Task requirements: Transcribe the entries below word for word, beginning at the line with "Locate the black trousers" and stopping after the line with "Locate the worker in"; drop all pictures.

(Image point grounding data)

::::

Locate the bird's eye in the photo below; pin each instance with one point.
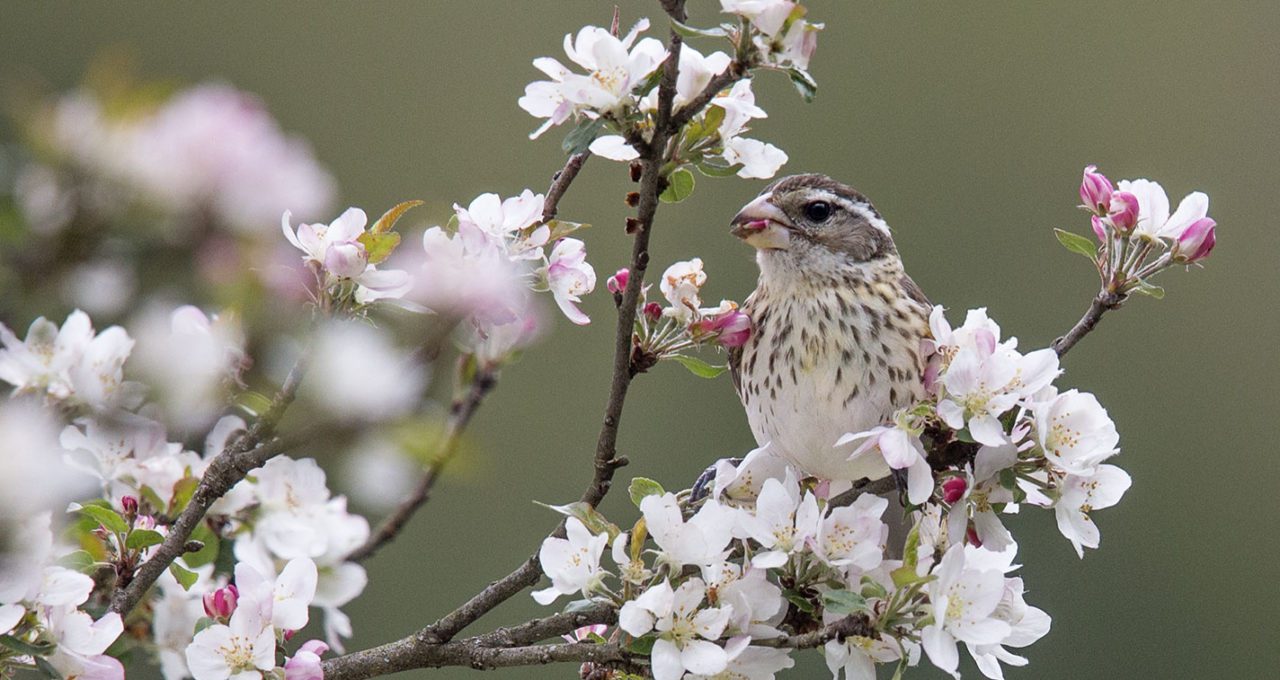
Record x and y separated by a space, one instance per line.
817 210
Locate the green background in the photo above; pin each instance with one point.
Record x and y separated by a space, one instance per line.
968 126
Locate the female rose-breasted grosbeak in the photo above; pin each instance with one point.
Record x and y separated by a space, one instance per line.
837 325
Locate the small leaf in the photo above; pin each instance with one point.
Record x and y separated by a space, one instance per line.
589 516
844 602
643 488
108 518
379 246
389 218
716 169
805 85
144 538
1148 288
689 31
698 366
1077 243
581 136
24 647
206 555
78 561
799 601
643 644
186 578
680 186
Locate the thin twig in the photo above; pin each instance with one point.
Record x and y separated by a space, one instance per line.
248 451
1102 302
460 415
561 182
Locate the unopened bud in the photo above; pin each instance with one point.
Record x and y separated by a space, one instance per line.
222 603
1124 211
954 488
1096 191
618 282
1196 241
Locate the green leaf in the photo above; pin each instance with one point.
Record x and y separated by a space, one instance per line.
389 218
108 518
1077 243
24 647
142 538
581 136
379 246
184 576
799 601
1148 288
716 169
589 516
689 31
805 85
680 186
643 488
643 644
561 228
844 602
78 561
206 555
698 366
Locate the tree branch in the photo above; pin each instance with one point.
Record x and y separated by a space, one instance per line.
460 415
1102 302
251 450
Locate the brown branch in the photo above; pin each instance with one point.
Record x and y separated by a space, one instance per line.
1102 302
561 182
856 625
248 451
460 415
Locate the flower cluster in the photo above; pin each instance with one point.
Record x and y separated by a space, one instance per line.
208 150
1138 237
668 332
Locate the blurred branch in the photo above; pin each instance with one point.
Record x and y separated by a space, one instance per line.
251 450
460 415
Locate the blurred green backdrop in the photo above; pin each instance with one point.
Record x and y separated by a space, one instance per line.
968 126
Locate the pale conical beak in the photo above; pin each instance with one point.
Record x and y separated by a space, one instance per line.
762 224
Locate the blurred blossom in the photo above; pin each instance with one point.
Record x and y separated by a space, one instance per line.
357 374
190 359
104 287
378 473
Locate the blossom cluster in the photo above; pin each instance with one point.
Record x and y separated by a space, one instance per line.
616 101
1138 237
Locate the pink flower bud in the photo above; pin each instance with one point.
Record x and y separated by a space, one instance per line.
1196 241
618 282
1100 228
1096 190
954 488
222 603
1124 211
306 663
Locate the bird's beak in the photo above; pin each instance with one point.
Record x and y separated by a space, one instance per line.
762 224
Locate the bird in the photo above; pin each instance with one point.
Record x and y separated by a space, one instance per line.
839 327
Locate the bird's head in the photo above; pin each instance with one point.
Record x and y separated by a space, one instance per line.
813 220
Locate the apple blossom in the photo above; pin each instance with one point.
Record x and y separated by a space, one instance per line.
568 275
964 599
1083 494
572 564
684 629
1075 432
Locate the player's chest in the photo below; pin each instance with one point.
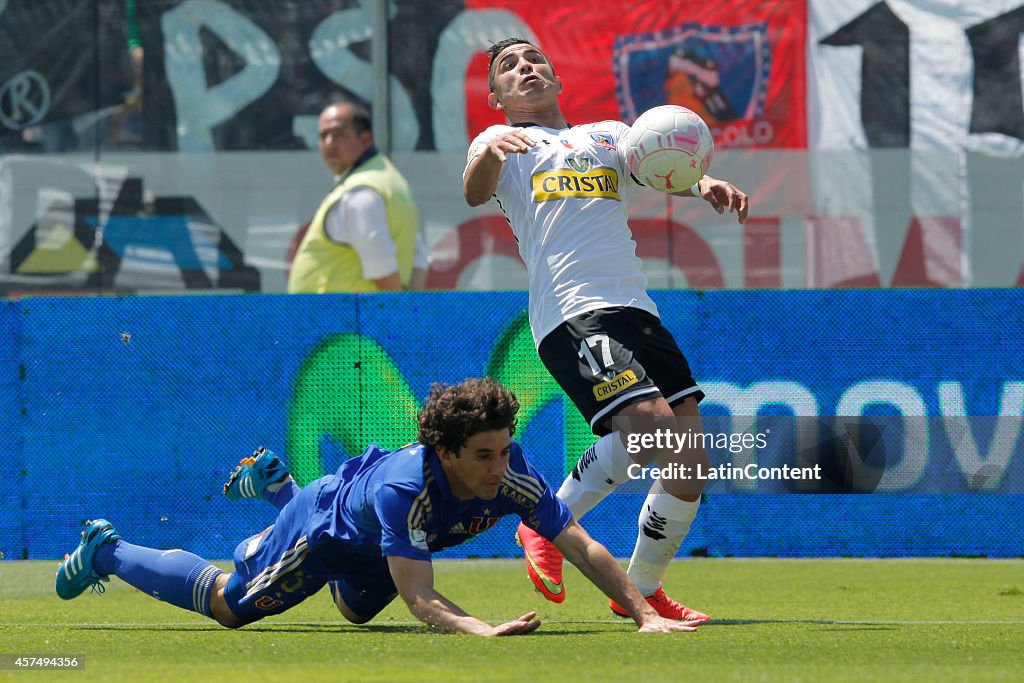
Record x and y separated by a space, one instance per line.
574 151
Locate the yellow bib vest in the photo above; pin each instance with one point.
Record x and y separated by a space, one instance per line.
322 265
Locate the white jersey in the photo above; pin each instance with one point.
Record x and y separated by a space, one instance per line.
565 201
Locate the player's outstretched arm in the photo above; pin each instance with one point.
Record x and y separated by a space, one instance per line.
597 564
415 581
480 179
721 196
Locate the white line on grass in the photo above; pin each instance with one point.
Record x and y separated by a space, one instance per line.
624 622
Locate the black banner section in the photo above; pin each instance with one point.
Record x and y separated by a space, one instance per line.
61 61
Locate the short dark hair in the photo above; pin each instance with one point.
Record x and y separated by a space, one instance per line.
454 414
496 49
361 121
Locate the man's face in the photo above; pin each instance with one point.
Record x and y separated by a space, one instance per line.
481 463
522 73
339 143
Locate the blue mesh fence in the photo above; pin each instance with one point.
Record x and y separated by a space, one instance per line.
137 408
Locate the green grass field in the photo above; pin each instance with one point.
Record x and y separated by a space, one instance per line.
774 620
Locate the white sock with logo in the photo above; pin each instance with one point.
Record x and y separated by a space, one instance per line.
600 470
664 522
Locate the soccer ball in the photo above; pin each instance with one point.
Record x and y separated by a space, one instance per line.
669 147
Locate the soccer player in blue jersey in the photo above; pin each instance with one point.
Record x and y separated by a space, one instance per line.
370 528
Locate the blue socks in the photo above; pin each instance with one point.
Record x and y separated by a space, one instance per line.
181 579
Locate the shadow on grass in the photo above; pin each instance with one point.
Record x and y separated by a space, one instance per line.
343 629
839 626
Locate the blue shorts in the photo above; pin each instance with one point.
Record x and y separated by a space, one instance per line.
281 566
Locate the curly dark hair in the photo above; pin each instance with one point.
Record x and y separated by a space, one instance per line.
496 49
453 415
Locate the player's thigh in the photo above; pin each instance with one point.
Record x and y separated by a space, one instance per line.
361 597
665 363
275 569
593 358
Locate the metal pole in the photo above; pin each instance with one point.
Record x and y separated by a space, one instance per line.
379 57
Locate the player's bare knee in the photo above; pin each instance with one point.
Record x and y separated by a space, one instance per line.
349 615
221 613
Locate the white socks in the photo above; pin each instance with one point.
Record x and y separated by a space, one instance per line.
600 470
664 522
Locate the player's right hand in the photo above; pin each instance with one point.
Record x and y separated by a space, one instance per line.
513 141
520 627
662 625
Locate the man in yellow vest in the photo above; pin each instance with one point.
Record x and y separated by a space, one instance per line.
365 236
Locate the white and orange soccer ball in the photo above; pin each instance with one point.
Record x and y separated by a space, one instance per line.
669 147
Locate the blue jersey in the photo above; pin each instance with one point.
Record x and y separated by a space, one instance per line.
382 504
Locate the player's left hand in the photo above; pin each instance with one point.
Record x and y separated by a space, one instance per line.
722 196
662 625
520 627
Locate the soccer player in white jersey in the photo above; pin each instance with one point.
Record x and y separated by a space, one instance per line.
597 331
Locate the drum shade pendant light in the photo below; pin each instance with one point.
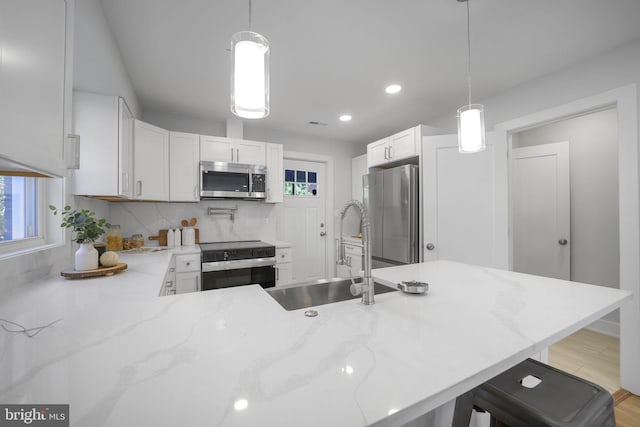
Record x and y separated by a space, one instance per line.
471 116
249 74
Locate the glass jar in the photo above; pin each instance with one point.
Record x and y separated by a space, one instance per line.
137 241
114 238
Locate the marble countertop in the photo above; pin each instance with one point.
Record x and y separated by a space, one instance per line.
121 356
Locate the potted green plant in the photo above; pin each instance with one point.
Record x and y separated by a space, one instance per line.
86 230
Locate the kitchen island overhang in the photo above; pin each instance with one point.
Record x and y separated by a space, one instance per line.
235 357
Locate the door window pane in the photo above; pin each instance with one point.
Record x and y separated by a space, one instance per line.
300 183
18 208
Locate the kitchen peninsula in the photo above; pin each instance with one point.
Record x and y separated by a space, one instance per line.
122 356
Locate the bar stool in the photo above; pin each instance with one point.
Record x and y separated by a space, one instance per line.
534 394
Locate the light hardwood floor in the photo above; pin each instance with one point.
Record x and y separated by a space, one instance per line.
596 358
589 355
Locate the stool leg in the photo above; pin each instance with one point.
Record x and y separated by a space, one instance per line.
462 411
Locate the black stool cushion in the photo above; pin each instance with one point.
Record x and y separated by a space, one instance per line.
559 400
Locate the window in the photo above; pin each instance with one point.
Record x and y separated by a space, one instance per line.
300 183
19 206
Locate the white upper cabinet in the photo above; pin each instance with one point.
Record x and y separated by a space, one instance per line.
151 162
275 174
377 152
105 126
33 69
398 147
358 169
222 149
184 160
404 144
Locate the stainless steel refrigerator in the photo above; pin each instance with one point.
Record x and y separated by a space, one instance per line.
391 198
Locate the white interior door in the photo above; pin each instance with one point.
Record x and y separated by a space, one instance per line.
303 222
540 203
465 208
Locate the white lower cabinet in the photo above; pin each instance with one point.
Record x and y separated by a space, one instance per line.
187 282
283 266
187 273
183 275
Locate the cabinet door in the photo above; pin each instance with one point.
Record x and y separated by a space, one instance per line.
184 162
403 145
32 82
378 152
151 162
275 174
125 150
358 169
187 282
250 152
283 274
216 149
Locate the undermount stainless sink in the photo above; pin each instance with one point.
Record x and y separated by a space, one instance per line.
319 292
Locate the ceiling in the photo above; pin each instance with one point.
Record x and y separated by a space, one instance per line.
333 57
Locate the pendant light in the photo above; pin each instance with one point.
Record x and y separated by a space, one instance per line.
249 74
471 116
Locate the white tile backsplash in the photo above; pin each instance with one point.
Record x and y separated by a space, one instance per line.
253 220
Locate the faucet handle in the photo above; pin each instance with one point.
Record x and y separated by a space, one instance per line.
356 289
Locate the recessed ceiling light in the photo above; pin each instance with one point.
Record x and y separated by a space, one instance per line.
393 89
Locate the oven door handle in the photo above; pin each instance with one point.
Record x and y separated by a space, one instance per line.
238 264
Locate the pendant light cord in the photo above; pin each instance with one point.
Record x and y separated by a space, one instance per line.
469 50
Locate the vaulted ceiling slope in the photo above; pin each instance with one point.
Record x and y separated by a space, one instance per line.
332 57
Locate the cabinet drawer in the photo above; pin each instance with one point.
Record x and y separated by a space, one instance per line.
187 263
283 255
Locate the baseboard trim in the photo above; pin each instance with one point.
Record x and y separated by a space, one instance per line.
606 327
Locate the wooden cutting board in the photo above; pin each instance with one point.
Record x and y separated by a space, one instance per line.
100 271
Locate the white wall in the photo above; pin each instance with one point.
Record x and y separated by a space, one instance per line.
593 159
616 68
98 65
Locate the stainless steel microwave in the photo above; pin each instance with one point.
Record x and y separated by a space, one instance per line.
220 180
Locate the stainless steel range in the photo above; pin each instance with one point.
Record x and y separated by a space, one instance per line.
229 264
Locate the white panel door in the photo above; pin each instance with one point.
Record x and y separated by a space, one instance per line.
184 167
151 162
465 201
540 202
303 225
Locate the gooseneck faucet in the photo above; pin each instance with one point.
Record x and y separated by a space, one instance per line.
367 280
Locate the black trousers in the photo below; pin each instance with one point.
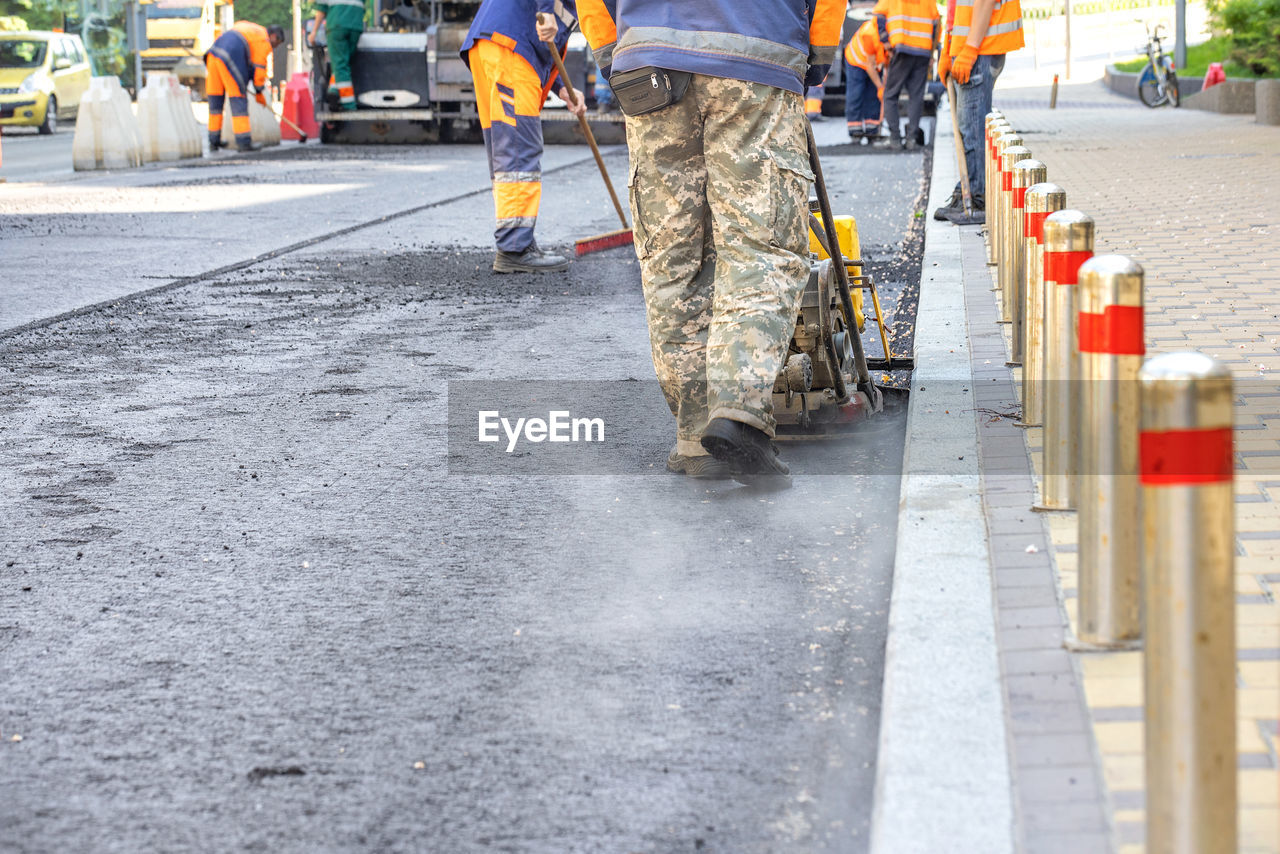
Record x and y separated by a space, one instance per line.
909 72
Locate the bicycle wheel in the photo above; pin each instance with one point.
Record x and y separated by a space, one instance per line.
1148 87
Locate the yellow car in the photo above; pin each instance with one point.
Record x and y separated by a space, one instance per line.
42 78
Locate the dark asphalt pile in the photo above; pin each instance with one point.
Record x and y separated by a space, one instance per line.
246 604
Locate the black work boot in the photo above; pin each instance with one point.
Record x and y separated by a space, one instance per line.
531 260
752 456
954 205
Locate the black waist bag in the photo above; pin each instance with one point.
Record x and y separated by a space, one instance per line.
648 88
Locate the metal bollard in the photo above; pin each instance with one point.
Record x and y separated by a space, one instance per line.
1004 137
1025 173
1188 537
1110 339
1009 155
1041 201
1068 243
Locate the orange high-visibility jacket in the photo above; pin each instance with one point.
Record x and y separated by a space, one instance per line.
259 49
912 26
865 49
1004 33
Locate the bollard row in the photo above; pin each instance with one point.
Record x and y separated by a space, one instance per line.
1143 451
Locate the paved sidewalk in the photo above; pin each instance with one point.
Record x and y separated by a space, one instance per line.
1194 197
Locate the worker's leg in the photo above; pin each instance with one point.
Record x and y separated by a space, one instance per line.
855 82
758 178
871 109
215 72
342 48
671 222
513 140
915 81
895 80
813 101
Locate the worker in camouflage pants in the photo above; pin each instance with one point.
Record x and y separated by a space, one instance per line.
720 190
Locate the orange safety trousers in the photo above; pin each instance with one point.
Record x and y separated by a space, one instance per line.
510 96
220 83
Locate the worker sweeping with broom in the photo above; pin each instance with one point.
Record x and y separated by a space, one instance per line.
513 72
713 92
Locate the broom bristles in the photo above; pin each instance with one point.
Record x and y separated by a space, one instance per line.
607 241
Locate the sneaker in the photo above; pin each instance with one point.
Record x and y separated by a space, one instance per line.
531 260
703 466
977 218
954 205
750 455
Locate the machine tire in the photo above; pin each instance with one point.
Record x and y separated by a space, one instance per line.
50 124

::::

Answer for the task:
Locate the black trousers in the photo below; pin each instance with one point.
Record x and y separated by a space, one instance per line.
909 72
Locate the bicycle wheel in the photo above; pin each instance with one point.
Record x and y separated by a space, one instance per line.
1148 87
Locate the yellow car in the photo above; pin each instance with one point.
Record x and y separated by a space, one instance per line.
42 78
Locate the dark asphalt pile in the photo above; pin each instance with one point.
Record x and y separated by a space, one instance per line.
246 604
Locate the black work boot in the photo above; pin each instance with one point.
Record x and y separated by a space, one instance per line.
531 260
752 456
954 205
Locate the black waist bag in the photo above; pin each instance with one point.
Record x and y separated by a space, one instance per line.
648 88
Locate the metal bollard in the photo above; pin each instance with one point.
Record x and y separated by a space, one instance per line.
1004 137
1025 173
1188 537
1110 339
1009 155
1041 201
1068 243
Locate the orange high-visibility jacket in the photo above; pin each instance with one point.
Record x and y separated by a space, one instance per line.
259 49
912 26
865 49
1004 33
Locate the bollard row in the photo above; pin each instance with one point.
Record x and y separated by a space, one instance per line.
1143 451
Locate the paved sidewalk in the photo above; pin each instance with one point.
Record x and y separated by a space, one instance per line.
1194 197
Locate the worker's leg in the photo above; pin each instance with one point.
Record x and y separated by a space, one instance per line.
855 82
758 178
871 109
215 72
342 48
671 222
513 140
915 81
895 80
813 101
Locate the worker in camouflage pants in the photo above; pin each instance with one point.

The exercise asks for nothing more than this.